### TEXT SHOWN
John also translated Gervase of Tilbury's Otia imperialia from Latin into Old French. (Note: Cinzia Pignatelli and Dominique Gerner have produced an edition with a modern French translation. It should not be confused with the translation of Jean de Vignay, known under the title Oisivetez des empereurs.) This translation, now in Paris, Bibliothèque nationale de France, MS fr. 9113, is ascribed to "maystre Harent d'Antioche". Although doubt has been cast on the identity of this person with John, the Chantilly manuscript refers to the translator of the Rectorique as "Johan d’Anthioche, que l'en apele de Harens" ("who is called Harent") and there is no reason to doubt that they are one and the same. To Gervase's Otia he added five chapters of original material in Old French. In these he provides some of the best evidence that he was a man of the church, including several accounts of miracles. Gaston Paris placed the production of the translation of the Otia at Acre before 1287, and in one place precisely in 1285, but it is not certain it was made at Acre.

The influence of Brunetto Latini's Livres dou trésor is apparent in John's addenda to the Otia. These five additional chapters rely heavily on chapters 82–98 of the first book of Brunetto's Trésor as completed after 1266. These contain references to Emperor Frederick II and King Manfred of Sicily, and permit John to extend Gervase's list of rulers of the Holy Roman Empire down to his own time.

### HOW TO COMPLETE THIS TASK
Render this sentence from the text on John's translation of the Otia into Spanish: "To Gervase's Otia he added five chapters of original material in Old French." You won't need the lines that come next.

### DATA
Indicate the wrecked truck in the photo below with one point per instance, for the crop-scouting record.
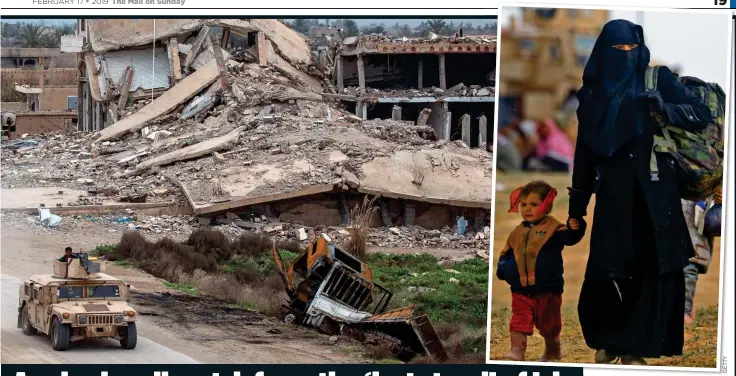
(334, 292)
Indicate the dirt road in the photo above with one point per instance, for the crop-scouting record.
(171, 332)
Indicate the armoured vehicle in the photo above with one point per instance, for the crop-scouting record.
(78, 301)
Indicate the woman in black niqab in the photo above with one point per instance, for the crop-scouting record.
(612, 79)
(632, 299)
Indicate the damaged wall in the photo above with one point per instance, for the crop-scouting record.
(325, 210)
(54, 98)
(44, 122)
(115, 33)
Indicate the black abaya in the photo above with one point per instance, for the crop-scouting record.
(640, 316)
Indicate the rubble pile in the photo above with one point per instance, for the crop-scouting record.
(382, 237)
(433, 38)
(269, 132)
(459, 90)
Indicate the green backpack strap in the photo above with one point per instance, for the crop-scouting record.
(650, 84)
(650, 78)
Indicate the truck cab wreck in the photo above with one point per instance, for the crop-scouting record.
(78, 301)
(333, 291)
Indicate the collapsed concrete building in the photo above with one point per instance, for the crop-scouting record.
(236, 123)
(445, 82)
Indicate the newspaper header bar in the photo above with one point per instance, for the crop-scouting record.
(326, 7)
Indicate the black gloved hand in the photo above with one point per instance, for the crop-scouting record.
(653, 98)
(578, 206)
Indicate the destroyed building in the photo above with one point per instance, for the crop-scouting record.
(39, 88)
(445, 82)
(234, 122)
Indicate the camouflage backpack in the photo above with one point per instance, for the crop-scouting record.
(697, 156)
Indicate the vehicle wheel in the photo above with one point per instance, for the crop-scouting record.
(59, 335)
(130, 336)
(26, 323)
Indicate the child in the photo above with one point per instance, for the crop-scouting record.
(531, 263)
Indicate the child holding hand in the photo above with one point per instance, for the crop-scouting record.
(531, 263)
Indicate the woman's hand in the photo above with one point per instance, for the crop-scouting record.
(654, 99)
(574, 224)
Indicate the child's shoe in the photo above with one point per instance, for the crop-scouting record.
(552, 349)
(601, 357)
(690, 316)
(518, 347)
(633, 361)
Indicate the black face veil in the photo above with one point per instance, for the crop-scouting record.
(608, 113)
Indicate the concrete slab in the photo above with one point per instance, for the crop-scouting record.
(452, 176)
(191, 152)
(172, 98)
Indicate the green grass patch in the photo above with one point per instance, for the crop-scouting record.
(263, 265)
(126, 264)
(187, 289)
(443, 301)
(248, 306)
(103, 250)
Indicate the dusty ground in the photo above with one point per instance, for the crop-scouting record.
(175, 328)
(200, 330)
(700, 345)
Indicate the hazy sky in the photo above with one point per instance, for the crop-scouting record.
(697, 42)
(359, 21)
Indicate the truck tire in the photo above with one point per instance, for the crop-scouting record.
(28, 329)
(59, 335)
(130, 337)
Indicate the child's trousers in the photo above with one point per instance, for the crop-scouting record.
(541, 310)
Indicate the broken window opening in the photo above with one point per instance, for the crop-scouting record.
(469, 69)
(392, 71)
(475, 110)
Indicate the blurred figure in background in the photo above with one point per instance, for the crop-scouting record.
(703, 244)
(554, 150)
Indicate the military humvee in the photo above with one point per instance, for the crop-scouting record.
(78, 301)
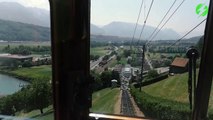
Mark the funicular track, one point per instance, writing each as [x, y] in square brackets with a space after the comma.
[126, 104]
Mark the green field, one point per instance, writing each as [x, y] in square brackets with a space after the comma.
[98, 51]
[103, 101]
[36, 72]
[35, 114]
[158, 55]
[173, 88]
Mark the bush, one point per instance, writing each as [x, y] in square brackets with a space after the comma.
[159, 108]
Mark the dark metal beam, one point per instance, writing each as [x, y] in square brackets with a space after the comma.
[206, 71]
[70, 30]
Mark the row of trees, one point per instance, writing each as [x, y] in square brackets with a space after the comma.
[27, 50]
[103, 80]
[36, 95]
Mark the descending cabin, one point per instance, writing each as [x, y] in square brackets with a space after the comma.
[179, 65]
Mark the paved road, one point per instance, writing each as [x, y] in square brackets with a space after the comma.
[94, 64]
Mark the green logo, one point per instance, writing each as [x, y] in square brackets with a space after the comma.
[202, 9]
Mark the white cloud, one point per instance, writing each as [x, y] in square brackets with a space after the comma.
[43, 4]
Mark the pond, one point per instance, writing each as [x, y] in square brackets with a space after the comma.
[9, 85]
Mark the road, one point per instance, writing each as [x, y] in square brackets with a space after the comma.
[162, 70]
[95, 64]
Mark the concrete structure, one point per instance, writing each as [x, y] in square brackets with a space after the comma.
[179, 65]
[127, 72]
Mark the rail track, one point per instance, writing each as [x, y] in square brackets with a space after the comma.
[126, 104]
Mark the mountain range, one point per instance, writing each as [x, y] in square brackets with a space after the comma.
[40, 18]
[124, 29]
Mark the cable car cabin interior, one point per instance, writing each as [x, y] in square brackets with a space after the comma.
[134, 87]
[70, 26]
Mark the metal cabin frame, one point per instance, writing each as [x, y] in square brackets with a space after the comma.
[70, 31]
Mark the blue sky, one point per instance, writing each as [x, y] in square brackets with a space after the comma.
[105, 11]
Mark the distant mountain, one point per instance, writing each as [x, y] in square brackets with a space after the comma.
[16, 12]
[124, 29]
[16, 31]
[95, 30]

--

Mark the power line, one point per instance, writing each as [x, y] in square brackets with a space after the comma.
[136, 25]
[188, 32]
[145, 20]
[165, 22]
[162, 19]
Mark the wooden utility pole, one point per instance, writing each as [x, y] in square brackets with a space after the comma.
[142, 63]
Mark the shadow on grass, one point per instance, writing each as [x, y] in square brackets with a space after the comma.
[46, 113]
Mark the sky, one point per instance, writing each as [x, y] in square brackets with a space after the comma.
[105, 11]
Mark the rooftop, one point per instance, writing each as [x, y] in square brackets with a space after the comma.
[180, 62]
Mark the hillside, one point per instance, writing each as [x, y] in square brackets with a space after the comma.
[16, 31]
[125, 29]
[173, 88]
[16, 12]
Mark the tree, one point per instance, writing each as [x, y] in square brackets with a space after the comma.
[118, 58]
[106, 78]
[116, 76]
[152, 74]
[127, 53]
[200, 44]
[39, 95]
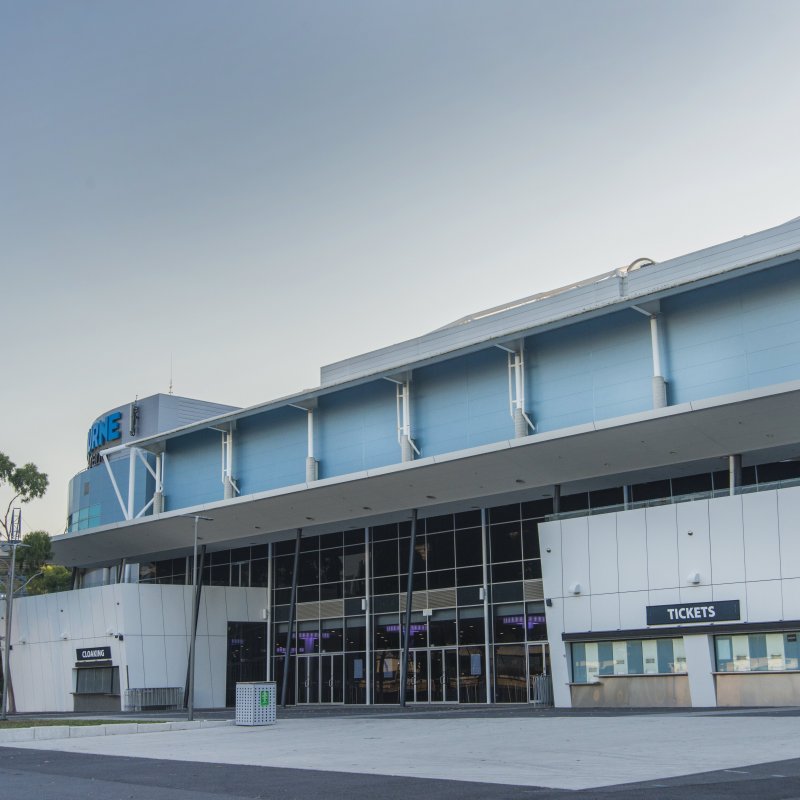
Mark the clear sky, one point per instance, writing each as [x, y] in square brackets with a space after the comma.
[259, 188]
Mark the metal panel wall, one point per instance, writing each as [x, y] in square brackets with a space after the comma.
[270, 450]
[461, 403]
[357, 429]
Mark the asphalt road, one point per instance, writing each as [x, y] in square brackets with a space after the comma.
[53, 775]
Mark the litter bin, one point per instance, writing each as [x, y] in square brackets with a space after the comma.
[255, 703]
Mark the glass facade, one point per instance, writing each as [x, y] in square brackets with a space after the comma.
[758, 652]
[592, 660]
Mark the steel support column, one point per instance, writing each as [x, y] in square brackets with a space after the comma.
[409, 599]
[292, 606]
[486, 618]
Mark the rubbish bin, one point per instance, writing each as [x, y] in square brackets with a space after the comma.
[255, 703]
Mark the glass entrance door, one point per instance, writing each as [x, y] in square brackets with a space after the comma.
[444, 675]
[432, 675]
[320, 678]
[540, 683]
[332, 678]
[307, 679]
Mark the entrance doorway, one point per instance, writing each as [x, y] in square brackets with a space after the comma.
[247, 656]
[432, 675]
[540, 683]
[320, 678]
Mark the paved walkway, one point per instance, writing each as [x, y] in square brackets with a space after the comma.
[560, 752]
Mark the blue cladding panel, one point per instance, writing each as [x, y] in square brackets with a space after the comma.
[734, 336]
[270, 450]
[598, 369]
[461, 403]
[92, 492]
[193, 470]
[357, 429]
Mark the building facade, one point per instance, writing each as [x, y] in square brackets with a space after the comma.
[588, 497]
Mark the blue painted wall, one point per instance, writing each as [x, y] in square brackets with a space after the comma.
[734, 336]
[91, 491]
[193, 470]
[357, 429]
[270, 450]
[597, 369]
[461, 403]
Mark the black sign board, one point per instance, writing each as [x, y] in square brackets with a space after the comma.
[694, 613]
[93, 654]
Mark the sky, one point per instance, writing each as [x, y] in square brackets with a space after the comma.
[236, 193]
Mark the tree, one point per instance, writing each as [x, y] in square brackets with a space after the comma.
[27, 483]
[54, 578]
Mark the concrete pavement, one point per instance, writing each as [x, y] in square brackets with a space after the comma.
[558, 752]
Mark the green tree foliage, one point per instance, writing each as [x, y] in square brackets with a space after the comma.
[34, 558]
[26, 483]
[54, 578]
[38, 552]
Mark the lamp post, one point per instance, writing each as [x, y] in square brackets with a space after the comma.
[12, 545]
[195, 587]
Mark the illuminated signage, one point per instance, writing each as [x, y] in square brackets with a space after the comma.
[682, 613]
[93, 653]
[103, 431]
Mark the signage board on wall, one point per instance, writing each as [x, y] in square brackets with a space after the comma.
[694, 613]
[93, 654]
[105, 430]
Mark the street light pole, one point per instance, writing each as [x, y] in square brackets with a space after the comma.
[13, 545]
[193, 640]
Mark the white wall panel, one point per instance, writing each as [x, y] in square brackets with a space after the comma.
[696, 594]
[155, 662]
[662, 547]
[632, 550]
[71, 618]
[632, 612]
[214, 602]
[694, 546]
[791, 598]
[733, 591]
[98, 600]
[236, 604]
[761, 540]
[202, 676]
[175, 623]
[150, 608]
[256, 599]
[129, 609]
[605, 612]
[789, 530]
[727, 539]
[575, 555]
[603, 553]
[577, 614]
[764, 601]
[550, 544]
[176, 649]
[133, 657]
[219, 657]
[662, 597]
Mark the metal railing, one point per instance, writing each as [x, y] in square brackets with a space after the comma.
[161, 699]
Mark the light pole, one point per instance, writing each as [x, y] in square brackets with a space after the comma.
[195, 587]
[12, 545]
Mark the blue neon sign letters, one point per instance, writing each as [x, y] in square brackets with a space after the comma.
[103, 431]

### ANSWER TO THE EXERCISE
A los Otia de Gervasio añadió cinco capítulos de material original en francés antiguo.